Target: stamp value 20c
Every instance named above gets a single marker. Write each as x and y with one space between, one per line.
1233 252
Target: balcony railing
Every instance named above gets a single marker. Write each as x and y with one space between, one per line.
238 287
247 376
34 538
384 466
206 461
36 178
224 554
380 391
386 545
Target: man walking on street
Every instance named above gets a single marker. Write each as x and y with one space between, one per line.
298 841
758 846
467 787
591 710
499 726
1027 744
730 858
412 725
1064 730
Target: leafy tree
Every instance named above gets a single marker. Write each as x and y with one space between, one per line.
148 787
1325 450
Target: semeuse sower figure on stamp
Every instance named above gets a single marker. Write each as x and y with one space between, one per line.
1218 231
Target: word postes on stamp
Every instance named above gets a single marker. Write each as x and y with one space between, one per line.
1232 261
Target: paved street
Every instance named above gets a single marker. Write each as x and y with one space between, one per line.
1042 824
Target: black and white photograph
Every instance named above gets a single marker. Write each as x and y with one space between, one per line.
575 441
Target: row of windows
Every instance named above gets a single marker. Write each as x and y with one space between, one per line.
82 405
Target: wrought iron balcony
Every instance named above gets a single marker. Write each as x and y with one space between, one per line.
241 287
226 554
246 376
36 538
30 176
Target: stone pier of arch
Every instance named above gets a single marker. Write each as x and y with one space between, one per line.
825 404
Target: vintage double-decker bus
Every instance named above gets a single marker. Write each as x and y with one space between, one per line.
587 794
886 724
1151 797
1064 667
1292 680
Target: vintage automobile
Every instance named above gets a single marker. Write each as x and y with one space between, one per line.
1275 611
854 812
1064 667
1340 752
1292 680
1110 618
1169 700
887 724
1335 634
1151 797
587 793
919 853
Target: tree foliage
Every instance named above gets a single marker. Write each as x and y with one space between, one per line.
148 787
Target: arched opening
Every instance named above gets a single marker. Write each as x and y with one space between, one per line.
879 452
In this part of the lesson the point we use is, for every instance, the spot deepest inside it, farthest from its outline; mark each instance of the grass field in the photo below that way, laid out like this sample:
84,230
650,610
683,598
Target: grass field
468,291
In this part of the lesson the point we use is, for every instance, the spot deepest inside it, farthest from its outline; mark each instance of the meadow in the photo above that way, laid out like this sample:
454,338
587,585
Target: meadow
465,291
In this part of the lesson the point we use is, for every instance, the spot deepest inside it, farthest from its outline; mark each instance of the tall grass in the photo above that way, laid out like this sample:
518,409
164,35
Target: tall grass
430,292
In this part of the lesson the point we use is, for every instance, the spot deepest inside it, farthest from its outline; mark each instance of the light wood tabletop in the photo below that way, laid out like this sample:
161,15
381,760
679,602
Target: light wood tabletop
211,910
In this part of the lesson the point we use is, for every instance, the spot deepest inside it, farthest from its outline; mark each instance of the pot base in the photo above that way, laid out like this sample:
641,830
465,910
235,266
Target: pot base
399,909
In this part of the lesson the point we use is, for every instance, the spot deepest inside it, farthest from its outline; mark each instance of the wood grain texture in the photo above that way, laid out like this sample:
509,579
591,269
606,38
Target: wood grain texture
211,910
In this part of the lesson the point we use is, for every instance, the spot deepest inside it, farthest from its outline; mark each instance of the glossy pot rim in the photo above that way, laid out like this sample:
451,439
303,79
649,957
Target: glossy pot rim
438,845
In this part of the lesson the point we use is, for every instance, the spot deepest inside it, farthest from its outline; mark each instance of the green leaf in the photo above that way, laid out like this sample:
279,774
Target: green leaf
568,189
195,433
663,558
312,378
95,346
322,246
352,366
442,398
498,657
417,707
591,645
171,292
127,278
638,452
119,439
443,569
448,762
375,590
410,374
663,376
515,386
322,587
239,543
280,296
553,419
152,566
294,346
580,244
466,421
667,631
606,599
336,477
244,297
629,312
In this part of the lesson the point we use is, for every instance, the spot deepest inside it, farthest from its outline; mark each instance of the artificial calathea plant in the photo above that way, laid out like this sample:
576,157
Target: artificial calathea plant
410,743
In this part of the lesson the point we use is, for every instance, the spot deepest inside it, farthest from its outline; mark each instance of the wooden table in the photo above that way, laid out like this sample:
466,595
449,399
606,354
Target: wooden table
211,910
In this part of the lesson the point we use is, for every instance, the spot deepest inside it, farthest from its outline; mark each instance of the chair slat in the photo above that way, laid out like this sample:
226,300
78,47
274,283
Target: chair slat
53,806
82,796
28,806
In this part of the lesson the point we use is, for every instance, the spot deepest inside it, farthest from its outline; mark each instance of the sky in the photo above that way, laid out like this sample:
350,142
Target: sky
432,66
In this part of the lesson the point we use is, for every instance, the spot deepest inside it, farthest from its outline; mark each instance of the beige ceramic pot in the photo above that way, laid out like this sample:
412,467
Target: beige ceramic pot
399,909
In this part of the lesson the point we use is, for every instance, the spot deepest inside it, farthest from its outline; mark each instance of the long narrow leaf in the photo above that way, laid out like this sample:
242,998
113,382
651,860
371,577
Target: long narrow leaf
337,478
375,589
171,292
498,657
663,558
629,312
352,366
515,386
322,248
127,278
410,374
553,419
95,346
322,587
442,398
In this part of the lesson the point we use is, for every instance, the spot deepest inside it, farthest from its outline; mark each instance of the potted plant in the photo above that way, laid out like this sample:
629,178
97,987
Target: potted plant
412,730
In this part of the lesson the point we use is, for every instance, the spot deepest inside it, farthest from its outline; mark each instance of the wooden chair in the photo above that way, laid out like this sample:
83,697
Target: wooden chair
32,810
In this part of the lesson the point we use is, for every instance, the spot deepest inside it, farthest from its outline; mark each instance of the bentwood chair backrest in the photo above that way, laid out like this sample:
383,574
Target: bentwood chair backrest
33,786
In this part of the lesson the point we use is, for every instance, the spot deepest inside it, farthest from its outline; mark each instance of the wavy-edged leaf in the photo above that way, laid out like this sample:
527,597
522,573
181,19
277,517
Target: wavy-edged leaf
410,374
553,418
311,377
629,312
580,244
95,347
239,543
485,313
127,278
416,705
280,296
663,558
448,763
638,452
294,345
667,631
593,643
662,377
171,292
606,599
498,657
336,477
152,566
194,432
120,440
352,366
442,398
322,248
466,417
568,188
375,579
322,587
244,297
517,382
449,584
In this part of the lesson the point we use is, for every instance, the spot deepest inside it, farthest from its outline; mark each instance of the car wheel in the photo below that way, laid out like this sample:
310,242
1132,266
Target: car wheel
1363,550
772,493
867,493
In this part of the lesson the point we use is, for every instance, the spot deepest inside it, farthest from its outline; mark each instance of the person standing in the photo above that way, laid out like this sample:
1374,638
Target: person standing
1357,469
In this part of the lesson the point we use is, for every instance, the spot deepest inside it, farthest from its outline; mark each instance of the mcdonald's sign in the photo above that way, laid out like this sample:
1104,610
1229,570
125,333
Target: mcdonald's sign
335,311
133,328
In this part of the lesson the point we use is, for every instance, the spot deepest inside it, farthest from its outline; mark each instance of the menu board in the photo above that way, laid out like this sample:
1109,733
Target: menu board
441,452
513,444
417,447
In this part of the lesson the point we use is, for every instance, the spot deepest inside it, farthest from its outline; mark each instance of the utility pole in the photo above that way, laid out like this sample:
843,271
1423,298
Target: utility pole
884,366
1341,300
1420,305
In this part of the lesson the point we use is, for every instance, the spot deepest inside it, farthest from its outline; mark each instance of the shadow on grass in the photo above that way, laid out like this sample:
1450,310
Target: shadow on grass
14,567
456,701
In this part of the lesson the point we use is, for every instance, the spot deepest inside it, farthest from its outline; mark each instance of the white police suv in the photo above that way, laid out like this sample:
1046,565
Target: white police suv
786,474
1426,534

#####

### Exercise details:
Every record in the material above should be set down exactly.

### Exercise output:
Target: stamp value 20c
Every instance named above gets a single marker. Write each as x and y with one space between, one per line.
1233 252
Target: balcony railing
Every instance named above gets a single marker. Write each as x and y with one space between, one per line.
238 287
247 376
34 538
384 466
206 461
36 178
224 554
380 391
386 545
Target: man walking on street
Every instance named above gets a single marker. Write each as x and y with one space between, one per line.
298 841
758 846
467 787
591 710
499 726
1027 744
730 858
412 725
1064 730
Target: leafy tree
Every instance named above gets a single marker. Write each as x and y with one space between, one per line.
148 787
1325 450
Target: semeuse sower figure on stamp
Every instance named above gets a single marker. Write each as x and y with one space between, one per line.
1218 231
Target: word postes on stamp
Every instance named above gets a single marker. Write each as x and y with one space between, one per line.
1232 261
Target: paved street
Every instance named above gets a single marker. Write each as x and y with one space between, one per line.
1042 824
Target: black and white photograph
Every instance named above gets a single marker. Write each as x and y with one space between, one per line.
575 441
Target: row of windows
Every instance named above gets a single marker. Write each as x and y with one space between, one per line.
82 405
Target: wrought iron balcony
Every instance named above gets a single marker. Write each as x and y with one space between, one per line.
241 287
226 554
246 376
36 538
30 176
Target: stone pier of arch
Every instance named above gets a single marker. Write each as x and y with one space between, one per line.
825 404
Target: vintage double-decker bus
Every instance named above gets a single marker. Write each as x and y with one space between, one per line.
587 794
886 724
1151 797
1064 667
1292 680
Target: vintage automobile
Every instance named above gets a single marker. Write each as x and y with one space between, one per line.
1275 611
854 812
1064 667
1340 752
1292 680
1110 618
1169 700
887 724
1335 634
1151 797
587 793
919 853
Target: tree foliage
Every instance named above gets a single marker. Write each as x and y with one space between, one per line.
148 787
Target: arched opening
Every instance named above gets a single marker. Write each as x and y with one space between, one per line.
879 452
In this part of the lesson the point we use is, for every instance, the spot deepest inside it, farthest from its outline; mark each instance of the grass field in the photo below that way, laid out like this sample:
84,230
650,610
683,598
Target: grass field
468,291
In this part of the lesson the point we use is, for every instance, the spot deepest inside it, farthest from its outline; mark each instance of the meadow in the photo above that way, laid out like this sample:
454,338
587,585
Target: meadow
465,291
In this part of the lesson the point we use is, for every instance, the spot deepest inside it, farthest from its outline; mark each instance of the tall grass in the photo above that way, laid out like this sample:
518,409
164,35
Target: tall grass
430,292
In this part of the lesson the point we use is, for every instance, the spot deepest inside it, farthest from its outline; mark each instance of the light wood tabletop in the photo below that way, laid out like this sample:
161,15
381,760
679,602
Target: light wood tabletop
211,910
In this part of the lesson the point we use is, for every instance, the spot deepest inside it, farthest from its outline; mark each instance of the pot base in the photo above that way, laid out like this sample:
641,830
465,910
235,266
Target: pot base
399,909
In this part of the lesson the point we use is, for every instance, the spot deepest inside it, farthest from its outline; mark each instance of the wood grain texture in the photo above that way, laid out like this sample:
509,579
591,269
606,38
Target: wood grain texture
211,910
In this part of the lesson the point we use is, for every instance, the spot deepest inside it, farthest from its outline; mark each instance of the glossy pot rim in the photo above that way, laid out like this sample:
451,439
303,79
649,957
Target: glossy pot rim
438,845
In this part of the lesson the point we use is, for every instance, the spot deepest inside it, farthest from its outline; mark each instance of the green leaf in the photo above that way, laid out like this sample:
279,774
Target: green leaf
568,189
195,433
663,558
312,378
95,346
322,246
352,366
442,398
498,657
417,707
591,645
171,292
127,278
638,452
119,439
443,569
448,762
375,590
410,374
663,376
515,386
322,587
239,543
280,296
553,419
152,566
294,346
580,244
466,421
667,631
606,599
336,477
244,297
629,312
In this part of the lesson the point we use is, for every instance, the spot deepest inside it, farthest from its outline; mark each instance of the artificial calathea plant in the photo above that way, laid out like this sample:
576,157
Target: artificial calathea plant
410,743
In this part of the lesson the point we use is, for every instance, the spot deepest inside it, farthest from its outline; mark each instance of the wooden table in the photo above that way, laid out like this sample:
466,595
449,399
606,354
Target: wooden table
211,910
In this part of the lesson the point we use is, for every instance, the spot deepest inside it, farthest from its outline; mark each instance of the chair slat in the photo above that way, laid out like this sample:
226,300
78,47
274,283
Target: chair slat
53,806
82,796
28,806
In this part of the lesson the point we use is, for every instance, the spot deepest inside it, farthest from its outline; mark each instance of the sky in the photo above that way, laid out like this sample:
350,142
Target: sky
432,66
In this part of the lesson the point we use is, for every instance, the spot deepest inside it, farthest from its outline; mark each instance of the beige ceramic pot in the photo above that way, laid out like this sample:
412,467
Target: beige ceramic pot
399,909
In this part of the lesson the point we use is, for every instance, the spot deepest inside it, farthest from its outline; mark each instance of the long narrow leaf in the photo above that way, laid out like this sample:
242,998
113,382
651,860
371,577
Target: long narrow leaf
337,478
375,589
171,292
498,657
663,558
629,312
352,366
515,386
322,248
127,278
410,374
553,419
95,346
322,587
442,398
In this part of the lesson the point we use is, for every instance, the spot deepest inside it, farthest from its outline; mark each instance of the potted plant in the photo above that way, laid out like this sample:
629,178
97,987
Target: potted plant
412,730
In this part of the lesson the point we use is, for every instance, the spot deepest inside it, farthest from its outline; mark each instance of the wooden chair in the photo above that way, laid out like this sample:
83,697
Target: wooden chair
32,810
In this part of the lesson the point we use is, for every instance, the spot deepest inside it, farthest from its outline; mark each instance of the bentwood chair backrest in the photo above that way, laid out like this sample:
383,574
Target: bentwood chair backrest
33,786
In this part of the lesson the point we use is, for every instance, the spot deepest inside it, farthest from its outline; mark each instance of the wavy-edged leaf in the photo above that way, laid out like this sample:
527,597
522,573
181,19
277,517
Target: wavy-edged leaf
410,374
553,418
311,377
629,312
580,244
95,347
239,543
485,313
127,278
416,705
280,296
663,558
448,763
638,452
294,345
667,631
593,643
662,377
171,292
606,599
498,657
336,477
152,566
194,432
120,440
352,366
442,398
322,248
466,417
568,188
375,579
322,587
244,297
517,382
449,584
In this part of the lesson the point we use is, for every instance, the spot deepest inside it, farthest from its outline; mark each instance of the car wheel in the photo below that way, laid out like this sample:
310,242
1132,266
Target: car wheel
1363,550
772,493
867,493
In this part of the lesson the point we use is, for every instance, the spot deepest inside it, farthest from its outline; mark each instance of the person standing in the photo above that way, laid out like this sample:
1374,638
Target: person standing
1357,469
In this part of the lesson the point we use is, for every instance, the spot deepest inside it, farthest from its outline; mark each instance of the mcdonald's sign in the photo above that way, laid out like this sample:
1104,610
1229,570
125,333
Target: mcdonald's sign
335,311
133,328
In this part of the lesson the point we use is, for every instance, the spot deepest inside it, farthest from its outline; mark each instance of the menu board in the photo above that way, laid out like this sample:
1109,733
Target: menu board
441,452
513,444
417,447
In this part of the lesson the point we use is, for every instance, the spot deepest inside it, farthest from its outline; mark each instance of the utility pole in the photo above that way, laid out like this sample:
843,271
1423,298
Target: utility pole
884,366
1341,300
1420,305
In this part of the lesson the point we use is, for every instance, the spot deepest inside it, farthest from its outline; mark each instance of the shadow on grass in the photo above that way, laid out like this sample:
1450,310
Target: shadow on grass
14,567
456,701
In this part of the lesson the point we use is, for every instance, the spot deepest inside it, farthest from its outline; mark each instance of the white police suv in the photo above that way, laid out like this sample:
1046,565
Target: white police suv
786,474
1426,534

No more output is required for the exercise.